Stated problem 1 ▸ In the interview about sourcing locally, swap "spirit" for "soul" and give again the part that opens with the words containing "The natural world" and closes with "free and alive.".

Text ▸
###

You source all of your materials locally. From working closely with a sheep ranch in Paradise Valley, whom provides the wool, to collecting the structures from the forests and mountains surrounding your home. Why is it important for you to maintain the approach of sourcing locally?
In the digital age, there can be a lot of disconnect- from nature, to the goods we source, to actual, genuine human interaction. Jeff and I use any opportunity we can through Purcell Trading to develop partnerships within our community and take time to reconnect to the wilderness of Montana. Two guiding words we continuously come back to with our brand are “honest” and “simple”. We prefer to be self-sufficient or at least “cut out the middle man” in sourcing our materials. The wood that my work hangs from is sourced from the banks of the Yellowstone River. The tent that we use for markets was made from Lodge Poles that we carried out from the forest. My sheep rancher is just down valley, so I’m right there when they need help with a shearing or rounding up sheep to move to a different pasture. Through this time with the sheep, I am able directly give a “prayer” of thanks for their fiber. Everything I need to create with is right here where I live. These choices connect me deeper to what I think it means to be human; to work/create in a way that allows for individual (and even spiritual) growth while benefiting my community.
How has your environment guided your creative process?
The natural world has always been the biggest influence of my art’s subject matter, however, Montana’s landscape and spirit has completely rejuvenated me as an artist. The culture of Montana is one that allows us to slow down. I certainly didn’t move here to be too busy to enjoy the beauty and people it has to offer. Living in Montana has helped me to put a lot into perspective and to be more cognizant of how I spend this time I’m so fortunate to have here. I never want to look back on my life only to realize I never fully perused my art, the thing that really makes my spirit feel free and alive.
What other sources do you draw inspiration from?
I really appreciate any artist that can take an object and use it unorthodoxically; Joseph Cornell, Eva Hesse, and Joseph Beuys, to name a few. I’m inspired by antiquity, simplicity, and of course, nature.
As a business owner in the digital age, you have the ability to reach potential customers all over the world. Why do you believe it is important to nurture and invest in your local community? In what ways have you and your work grown from the influence of a strong community?
Although we do have an online shop that does extend outside of Montana, our general customer base is exclusive to local retailers in Livingston and neighboring city, Bozeman. It’s another opportunity through what I do to build meaningful connections. With every sale generated, that shop owner takes a portion, which benefits them and their families. Generally, the people that own a small business want to support other local small businesses, so the money is continually being circulated within the community. I think the “buy local” movement will continue to grow, as it’s a simple and effective way to help build a stronger community. It is something that’s becoming increasingly important to people.

###

Information shown ▸

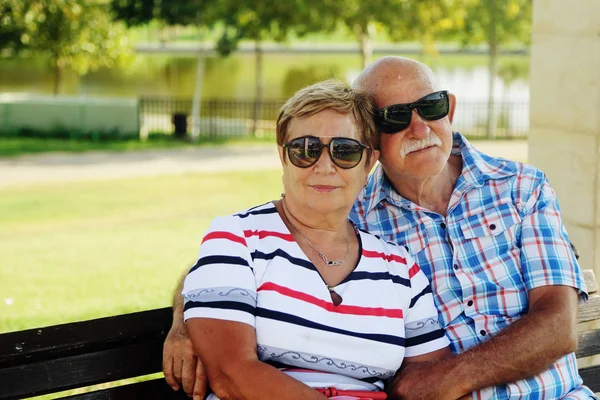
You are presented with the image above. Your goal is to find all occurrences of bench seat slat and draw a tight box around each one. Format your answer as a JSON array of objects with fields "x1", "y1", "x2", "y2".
[
  {"x1": 64, "y1": 378, "x2": 185, "y2": 400},
  {"x1": 0, "y1": 339, "x2": 163, "y2": 399},
  {"x1": 0, "y1": 307, "x2": 172, "y2": 368}
]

###

Stated problem 2 ▸ Write out every line of the records above word for word, leaving the pictures out of your answer.

Worked solution 1 ▸
The natural world has always been the biggest influence of my art’s subject matter, however, Montana’s landscape and soul has completely rejuvenated me as an artist. The culture of Montana is one that allows us to slow down. I certainly didn’t move here to be too busy to enjoy the beauty and people it has to offer. Living in Montana has helped me to put a lot into perspective and to be more cognizant of how I spend this time I’m so fortunate to have here. I never want to look back on my life only to realize I never fully perused my art, the thing that really makes my soul feel free and alive.

Worked solution 2 ▸
You are presented with the image above. Your goal is to find all occurrences of bench seat slat and draw a tight box around each one. Format your answer as a JSON array of objects with fields "x1", "y1", "x2", "y2".
[
  {"x1": 64, "y1": 378, "x2": 185, "y2": 400},
  {"x1": 0, "y1": 339, "x2": 163, "y2": 399},
  {"x1": 0, "y1": 307, "x2": 172, "y2": 368}
]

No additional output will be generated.